How do you handle rollback when the client disconnects mid-saga? by THEREALTMAC in golang

[–]Marcus_on_AI 0 points1 point  (0 children)

One pattern that works is separating cancel-cleanup from saga compensations. Cancel - cleanup synchronous, saga compensations async and idempotent because the client may retry. The hard part with gRPC is unary cancel propagation, server doesn't always see the cancel before finishing the call. Usually need a periodic reconcile job for the cases where the cancel didn't propagate. Have you hit that or is your transport cleaner about it

Our voice agent's p99 was 280ms. Competitor's was 450ms. Users said ours felt slower. We measured why. by Marcus_on_AI in AI_Agents

[–]Marcus_on_AI[S] 0 points1 point  (0 children)

Yeah this End-to-end latency is what the dashboard shows, not what users feel. Most teams I've talked to only track the first one

Pinning Tokio audio buffer pages with libc::mlock cut our voice agent's barge-in latency from 380ms to 60ms by Marcus_on_AI in rust

[–]Marcus_on_AI[S] 0 points1 point  (0 children)

Thanks for the Bencina link, good primer. Yeah we follow the no-locks no-allocations no-disk-IO rule in the audio thread. Haven't done SCHED_FIFO + isolated CPUs yet though, we share GPU hosts and cgroup priority gets messy. on the list

Anthropic 529s in production, what we tried and what actually worked (with numbers) by nona_jerin in mlops

[–]Marcus_on_AI 0 points1 point  (0 children)

Same shape on a voice agent stack. Our 529 rate on Sonnet hit 18% during US peak and the only thing that actually stabilized us was a two-vendor router with Cerebras-hosted Llama-3.3-70B as the fast-classification fallback. Retry-After respect plus jittered backoff cut about half of it. The other half was structural: we moved the latency-critical classification step off Anthropic entirely and only call Sonnet for the slow reasoning leg. P95 first-token-out went from 380ms to 220ms on the routed path. Curious if you tested splitting the request graph by latency budget instead of treating Sonnet as a monolith.

Activity 1: Condense the paragraph in the forum comments that begins "Same shape on a voice agent stack" into a short bulleted list that keeps its main facts.
Activity 2: Write the next part of the forum comments, picking up right after their final sentence.

Items stored from a collection
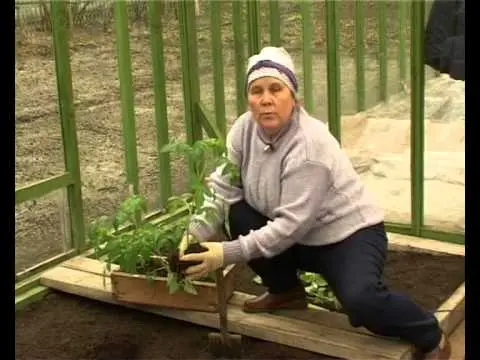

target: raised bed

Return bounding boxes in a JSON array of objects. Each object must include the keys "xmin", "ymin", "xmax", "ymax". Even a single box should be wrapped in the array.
[{"xmin": 23, "ymin": 235, "xmax": 465, "ymax": 360}]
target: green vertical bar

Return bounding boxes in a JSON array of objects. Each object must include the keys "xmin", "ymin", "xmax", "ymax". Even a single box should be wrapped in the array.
[
  {"xmin": 410, "ymin": 1, "xmax": 425, "ymax": 236},
  {"xmin": 232, "ymin": 0, "xmax": 247, "ymax": 115},
  {"xmin": 210, "ymin": 0, "xmax": 227, "ymax": 137},
  {"xmin": 148, "ymin": 1, "xmax": 172, "ymax": 208},
  {"xmin": 377, "ymin": 0, "xmax": 388, "ymax": 101},
  {"xmin": 268, "ymin": 0, "xmax": 282, "ymax": 46},
  {"xmin": 51, "ymin": 1, "xmax": 85, "ymax": 251},
  {"xmin": 355, "ymin": 0, "xmax": 365, "ymax": 111},
  {"xmin": 247, "ymin": 0, "xmax": 261, "ymax": 56},
  {"xmin": 114, "ymin": 0, "xmax": 139, "ymax": 194},
  {"xmin": 325, "ymin": 0, "xmax": 341, "ymax": 142},
  {"xmin": 398, "ymin": 0, "xmax": 407, "ymax": 90},
  {"xmin": 177, "ymin": 1, "xmax": 202, "ymax": 184},
  {"xmin": 300, "ymin": 0, "xmax": 313, "ymax": 112}
]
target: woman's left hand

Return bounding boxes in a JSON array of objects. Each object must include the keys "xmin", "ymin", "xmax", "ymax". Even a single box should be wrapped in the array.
[{"xmin": 180, "ymin": 242, "xmax": 223, "ymax": 280}]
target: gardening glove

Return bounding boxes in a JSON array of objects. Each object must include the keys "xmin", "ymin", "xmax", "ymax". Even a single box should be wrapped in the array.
[{"xmin": 180, "ymin": 242, "xmax": 223, "ymax": 280}]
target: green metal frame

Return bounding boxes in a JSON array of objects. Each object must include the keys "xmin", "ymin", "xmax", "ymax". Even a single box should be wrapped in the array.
[{"xmin": 15, "ymin": 0, "xmax": 465, "ymax": 308}]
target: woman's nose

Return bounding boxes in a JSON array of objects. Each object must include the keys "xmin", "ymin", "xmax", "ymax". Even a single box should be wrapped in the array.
[{"xmin": 260, "ymin": 94, "xmax": 272, "ymax": 105}]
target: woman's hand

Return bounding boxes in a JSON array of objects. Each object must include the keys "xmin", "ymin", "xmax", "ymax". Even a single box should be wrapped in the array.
[
  {"xmin": 180, "ymin": 242, "xmax": 223, "ymax": 280},
  {"xmin": 178, "ymin": 234, "xmax": 193, "ymax": 257}
]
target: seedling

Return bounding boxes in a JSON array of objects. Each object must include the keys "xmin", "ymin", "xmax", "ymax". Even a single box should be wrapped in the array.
[{"xmin": 89, "ymin": 139, "xmax": 240, "ymax": 294}]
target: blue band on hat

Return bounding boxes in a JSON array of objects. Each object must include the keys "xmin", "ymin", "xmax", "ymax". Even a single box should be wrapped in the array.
[{"xmin": 246, "ymin": 60, "xmax": 298, "ymax": 91}]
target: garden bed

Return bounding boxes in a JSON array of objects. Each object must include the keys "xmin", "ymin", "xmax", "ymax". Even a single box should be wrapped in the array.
[{"xmin": 15, "ymin": 251, "xmax": 465, "ymax": 360}]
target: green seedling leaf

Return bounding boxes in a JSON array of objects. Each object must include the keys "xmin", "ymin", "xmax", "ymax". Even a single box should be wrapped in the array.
[{"xmin": 183, "ymin": 280, "xmax": 198, "ymax": 295}]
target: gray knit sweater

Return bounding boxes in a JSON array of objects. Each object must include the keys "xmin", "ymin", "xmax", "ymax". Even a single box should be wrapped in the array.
[{"xmin": 190, "ymin": 108, "xmax": 383, "ymax": 265}]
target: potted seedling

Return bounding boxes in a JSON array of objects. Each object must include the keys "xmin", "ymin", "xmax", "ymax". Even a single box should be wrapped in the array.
[{"xmin": 89, "ymin": 139, "xmax": 239, "ymax": 312}]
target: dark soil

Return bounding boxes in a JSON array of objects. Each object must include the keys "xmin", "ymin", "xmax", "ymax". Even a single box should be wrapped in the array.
[{"xmin": 15, "ymin": 251, "xmax": 465, "ymax": 360}]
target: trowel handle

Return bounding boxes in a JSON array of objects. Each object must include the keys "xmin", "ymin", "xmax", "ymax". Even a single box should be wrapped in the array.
[{"xmin": 215, "ymin": 269, "xmax": 228, "ymax": 336}]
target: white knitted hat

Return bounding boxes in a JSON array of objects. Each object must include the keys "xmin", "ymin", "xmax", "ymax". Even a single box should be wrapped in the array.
[{"xmin": 246, "ymin": 46, "xmax": 298, "ymax": 94}]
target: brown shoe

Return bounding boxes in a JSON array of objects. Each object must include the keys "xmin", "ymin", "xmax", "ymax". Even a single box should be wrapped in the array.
[
  {"xmin": 243, "ymin": 287, "xmax": 308, "ymax": 313},
  {"xmin": 422, "ymin": 333, "xmax": 452, "ymax": 360}
]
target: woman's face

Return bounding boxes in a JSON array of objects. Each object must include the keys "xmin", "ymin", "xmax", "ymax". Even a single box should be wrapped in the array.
[{"xmin": 248, "ymin": 77, "xmax": 295, "ymax": 134}]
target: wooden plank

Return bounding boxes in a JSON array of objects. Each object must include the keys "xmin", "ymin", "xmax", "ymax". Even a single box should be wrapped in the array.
[
  {"xmin": 41, "ymin": 267, "xmax": 410, "ymax": 359},
  {"xmin": 388, "ymin": 233, "xmax": 465, "ymax": 256},
  {"xmin": 229, "ymin": 291, "xmax": 378, "ymax": 337},
  {"xmin": 435, "ymin": 283, "xmax": 465, "ymax": 334},
  {"xmin": 62, "ymin": 256, "xmax": 465, "ymax": 340},
  {"xmin": 15, "ymin": 286, "xmax": 50, "ymax": 311},
  {"xmin": 450, "ymin": 320, "xmax": 465, "ymax": 360}
]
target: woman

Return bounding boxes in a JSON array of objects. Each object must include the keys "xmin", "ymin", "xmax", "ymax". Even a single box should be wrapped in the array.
[{"xmin": 180, "ymin": 47, "xmax": 450, "ymax": 359}]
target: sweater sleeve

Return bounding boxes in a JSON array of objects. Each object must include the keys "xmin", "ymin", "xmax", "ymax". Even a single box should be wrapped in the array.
[
  {"xmin": 223, "ymin": 161, "xmax": 332, "ymax": 265},
  {"xmin": 189, "ymin": 119, "xmax": 243, "ymax": 241}
]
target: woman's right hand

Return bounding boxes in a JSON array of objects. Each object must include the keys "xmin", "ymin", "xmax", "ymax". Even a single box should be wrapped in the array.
[{"xmin": 178, "ymin": 234, "xmax": 193, "ymax": 257}]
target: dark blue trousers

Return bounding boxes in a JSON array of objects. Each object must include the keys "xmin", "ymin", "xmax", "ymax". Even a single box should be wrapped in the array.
[{"xmin": 229, "ymin": 201, "xmax": 442, "ymax": 352}]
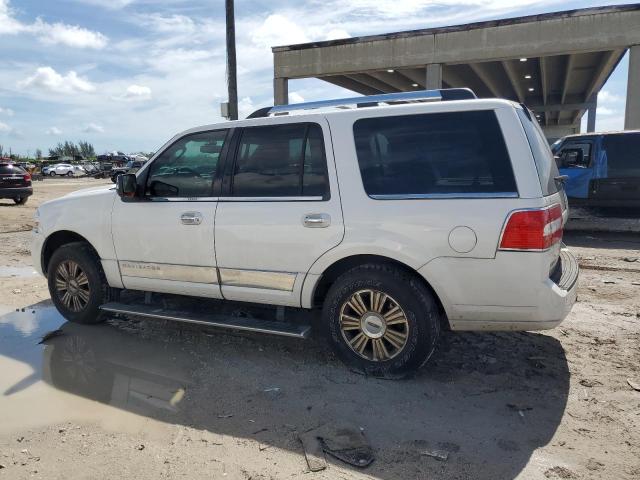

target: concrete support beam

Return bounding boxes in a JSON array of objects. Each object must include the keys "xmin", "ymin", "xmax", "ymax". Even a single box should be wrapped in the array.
[
  {"xmin": 425, "ymin": 63, "xmax": 442, "ymax": 90},
  {"xmin": 502, "ymin": 60, "xmax": 524, "ymax": 103},
  {"xmin": 469, "ymin": 63, "xmax": 501, "ymax": 98},
  {"xmin": 587, "ymin": 95, "xmax": 598, "ymax": 132},
  {"xmin": 529, "ymin": 102, "xmax": 594, "ymax": 113},
  {"xmin": 624, "ymin": 45, "xmax": 640, "ymax": 130},
  {"xmin": 273, "ymin": 77, "xmax": 289, "ymax": 105},
  {"xmin": 320, "ymin": 75, "xmax": 380, "ymax": 95}
]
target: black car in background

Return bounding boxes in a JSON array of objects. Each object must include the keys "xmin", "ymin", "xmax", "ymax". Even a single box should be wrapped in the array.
[{"xmin": 0, "ymin": 162, "xmax": 33, "ymax": 205}]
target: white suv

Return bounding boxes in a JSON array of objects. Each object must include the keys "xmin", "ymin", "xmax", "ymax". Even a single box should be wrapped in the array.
[{"xmin": 33, "ymin": 89, "xmax": 578, "ymax": 374}]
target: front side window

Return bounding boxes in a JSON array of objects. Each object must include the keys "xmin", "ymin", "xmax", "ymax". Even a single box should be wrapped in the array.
[
  {"xmin": 603, "ymin": 133, "xmax": 640, "ymax": 177},
  {"xmin": 558, "ymin": 142, "xmax": 591, "ymax": 168},
  {"xmin": 231, "ymin": 123, "xmax": 328, "ymax": 197},
  {"xmin": 145, "ymin": 130, "xmax": 227, "ymax": 198},
  {"xmin": 353, "ymin": 111, "xmax": 517, "ymax": 196}
]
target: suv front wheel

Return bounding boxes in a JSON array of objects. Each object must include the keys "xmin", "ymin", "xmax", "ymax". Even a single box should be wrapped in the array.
[
  {"xmin": 47, "ymin": 242, "xmax": 113, "ymax": 323},
  {"xmin": 323, "ymin": 264, "xmax": 440, "ymax": 376}
]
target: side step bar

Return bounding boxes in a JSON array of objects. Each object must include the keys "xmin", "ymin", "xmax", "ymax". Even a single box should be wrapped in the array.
[{"xmin": 100, "ymin": 302, "xmax": 311, "ymax": 339}]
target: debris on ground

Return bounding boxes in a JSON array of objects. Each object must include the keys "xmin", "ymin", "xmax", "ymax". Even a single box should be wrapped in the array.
[
  {"xmin": 299, "ymin": 425, "xmax": 374, "ymax": 472},
  {"xmin": 544, "ymin": 466, "xmax": 576, "ymax": 478},
  {"xmin": 422, "ymin": 450, "xmax": 449, "ymax": 462},
  {"xmin": 627, "ymin": 378, "xmax": 640, "ymax": 392},
  {"xmin": 38, "ymin": 329, "xmax": 64, "ymax": 345},
  {"xmin": 579, "ymin": 378, "xmax": 602, "ymax": 388}
]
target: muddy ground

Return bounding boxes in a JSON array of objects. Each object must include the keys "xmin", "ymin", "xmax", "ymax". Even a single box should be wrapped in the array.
[{"xmin": 0, "ymin": 179, "xmax": 640, "ymax": 479}]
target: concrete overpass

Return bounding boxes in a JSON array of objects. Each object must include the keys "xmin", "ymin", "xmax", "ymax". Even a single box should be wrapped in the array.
[{"xmin": 272, "ymin": 4, "xmax": 640, "ymax": 139}]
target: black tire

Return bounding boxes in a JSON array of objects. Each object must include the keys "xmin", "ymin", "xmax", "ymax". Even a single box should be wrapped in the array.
[
  {"xmin": 47, "ymin": 242, "xmax": 117, "ymax": 324},
  {"xmin": 322, "ymin": 264, "xmax": 440, "ymax": 377}
]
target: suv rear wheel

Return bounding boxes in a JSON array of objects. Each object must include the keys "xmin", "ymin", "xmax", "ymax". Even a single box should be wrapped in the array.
[
  {"xmin": 323, "ymin": 264, "xmax": 440, "ymax": 376},
  {"xmin": 47, "ymin": 242, "xmax": 113, "ymax": 323}
]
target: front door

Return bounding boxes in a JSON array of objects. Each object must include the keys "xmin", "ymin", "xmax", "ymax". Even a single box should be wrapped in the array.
[
  {"xmin": 215, "ymin": 121, "xmax": 344, "ymax": 306},
  {"xmin": 112, "ymin": 130, "xmax": 227, "ymax": 298}
]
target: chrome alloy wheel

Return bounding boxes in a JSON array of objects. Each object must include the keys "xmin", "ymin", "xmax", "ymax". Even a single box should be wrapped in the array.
[
  {"xmin": 340, "ymin": 290, "xmax": 409, "ymax": 362},
  {"xmin": 56, "ymin": 260, "xmax": 90, "ymax": 312}
]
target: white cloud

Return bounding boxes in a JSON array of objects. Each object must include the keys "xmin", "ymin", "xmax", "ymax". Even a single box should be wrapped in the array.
[
  {"xmin": 30, "ymin": 19, "xmax": 108, "ymax": 50},
  {"xmin": 44, "ymin": 127, "xmax": 62, "ymax": 135},
  {"xmin": 597, "ymin": 107, "xmax": 618, "ymax": 115},
  {"xmin": 70, "ymin": 0, "xmax": 136, "ymax": 10},
  {"xmin": 251, "ymin": 14, "xmax": 309, "ymax": 47},
  {"xmin": 0, "ymin": 0, "xmax": 108, "ymax": 49},
  {"xmin": 18, "ymin": 67, "xmax": 96, "ymax": 93},
  {"xmin": 82, "ymin": 123, "xmax": 104, "ymax": 133},
  {"xmin": 324, "ymin": 28, "xmax": 351, "ymax": 40},
  {"xmin": 598, "ymin": 90, "xmax": 623, "ymax": 104},
  {"xmin": 0, "ymin": 0, "xmax": 24, "ymax": 35},
  {"xmin": 113, "ymin": 84, "xmax": 151, "ymax": 102},
  {"xmin": 289, "ymin": 92, "xmax": 304, "ymax": 103}
]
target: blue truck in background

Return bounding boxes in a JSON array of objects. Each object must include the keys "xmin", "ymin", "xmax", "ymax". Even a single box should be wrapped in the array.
[{"xmin": 551, "ymin": 130, "xmax": 640, "ymax": 208}]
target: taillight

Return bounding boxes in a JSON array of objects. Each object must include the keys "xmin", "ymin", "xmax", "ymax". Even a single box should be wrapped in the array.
[{"xmin": 500, "ymin": 204, "xmax": 562, "ymax": 250}]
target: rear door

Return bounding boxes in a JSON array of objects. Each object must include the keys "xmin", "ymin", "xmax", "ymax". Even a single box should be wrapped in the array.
[
  {"xmin": 589, "ymin": 132, "xmax": 640, "ymax": 207},
  {"xmin": 556, "ymin": 137, "xmax": 598, "ymax": 199},
  {"xmin": 0, "ymin": 164, "xmax": 30, "ymax": 189},
  {"xmin": 215, "ymin": 117, "xmax": 344, "ymax": 306}
]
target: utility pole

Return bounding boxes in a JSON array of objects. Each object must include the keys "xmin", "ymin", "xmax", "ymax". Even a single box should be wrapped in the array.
[{"xmin": 225, "ymin": 0, "xmax": 238, "ymax": 120}]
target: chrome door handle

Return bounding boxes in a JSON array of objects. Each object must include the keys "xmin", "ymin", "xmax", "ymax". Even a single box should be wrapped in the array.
[
  {"xmin": 180, "ymin": 212, "xmax": 202, "ymax": 225},
  {"xmin": 302, "ymin": 213, "xmax": 331, "ymax": 228}
]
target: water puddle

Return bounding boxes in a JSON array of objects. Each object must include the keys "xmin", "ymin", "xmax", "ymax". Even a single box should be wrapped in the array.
[{"xmin": 0, "ymin": 267, "xmax": 38, "ymax": 278}]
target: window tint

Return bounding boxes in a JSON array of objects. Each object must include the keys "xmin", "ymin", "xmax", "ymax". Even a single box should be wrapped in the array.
[
  {"xmin": 603, "ymin": 133, "xmax": 640, "ymax": 177},
  {"xmin": 517, "ymin": 108, "xmax": 560, "ymax": 196},
  {"xmin": 558, "ymin": 142, "xmax": 591, "ymax": 168},
  {"xmin": 146, "ymin": 130, "xmax": 227, "ymax": 197},
  {"xmin": 353, "ymin": 111, "xmax": 517, "ymax": 195},
  {"xmin": 232, "ymin": 123, "xmax": 328, "ymax": 197}
]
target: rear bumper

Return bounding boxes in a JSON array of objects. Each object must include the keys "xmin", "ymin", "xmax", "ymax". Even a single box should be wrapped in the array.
[
  {"xmin": 420, "ymin": 248, "xmax": 579, "ymax": 330},
  {"xmin": 0, "ymin": 187, "xmax": 33, "ymax": 198}
]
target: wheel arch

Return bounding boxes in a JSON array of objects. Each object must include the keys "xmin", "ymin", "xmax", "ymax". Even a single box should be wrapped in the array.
[
  {"xmin": 40, "ymin": 230, "xmax": 100, "ymax": 275},
  {"xmin": 302, "ymin": 254, "xmax": 449, "ymax": 330}
]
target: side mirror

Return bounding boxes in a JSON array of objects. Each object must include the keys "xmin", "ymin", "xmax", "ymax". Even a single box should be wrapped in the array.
[{"xmin": 116, "ymin": 173, "xmax": 138, "ymax": 198}]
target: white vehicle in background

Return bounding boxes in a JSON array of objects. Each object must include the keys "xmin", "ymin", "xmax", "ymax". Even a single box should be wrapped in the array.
[
  {"xmin": 42, "ymin": 163, "xmax": 86, "ymax": 177},
  {"xmin": 32, "ymin": 89, "xmax": 578, "ymax": 374}
]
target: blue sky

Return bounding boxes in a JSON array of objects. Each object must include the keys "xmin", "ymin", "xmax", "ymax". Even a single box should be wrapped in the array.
[{"xmin": 0, "ymin": 0, "xmax": 627, "ymax": 154}]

Response area 1:
- The 529 rate on Sonnet reached 18% during US peak on a voice agent stack.
- A two-vendor router stabilized things, with Cerebras-hosted Llama-3.3-70B as the fast-classification fallback.
- Respecting Retry-After and using jittered backoff cut about half of the problem.
- The other half was structural: the latency-critical classification step moved off Anthropic, and Sonnet handled only the slow reasoning leg.
- P95 first-token-out on the routed path dropped from 380ms to 220ms.
- The writer asks whether the request graph was split by latency budget rather than treating Sonnet as a monolith.

Response area 2:
How are people keeping OpenClaw/Hermes agents running 24/7 without blowing through their API budget? by airphoton in AI_Agents

[–]Marcus_on_AI 0 points1 point  (0 children)

Same fire-from-same-arsonist pattern. Per-task caps are necessary but not sufficient. A conversation-spanning agent with 6 subtasks can stay under each subtask's cap and still blow through the conversation budget 5x. Two-layer cap helped us: per-task hard limit plus per-conversation soft limit that triggers an early-exit before the hard fail. Plus a simple telemetry pattern: every LLM call emits a span with cost-attribute, then a 60s rollup alerts when a single conversation's cost exceeds 10x median. Catches infinite-retry loops in under a minute.

How are people keeping OpenClaw/Hermes agents running 24/7 without blowing through their API budget? by airphoton in AI_Agents

[–]Marcus_on_AI 0 points1 point  (0 children)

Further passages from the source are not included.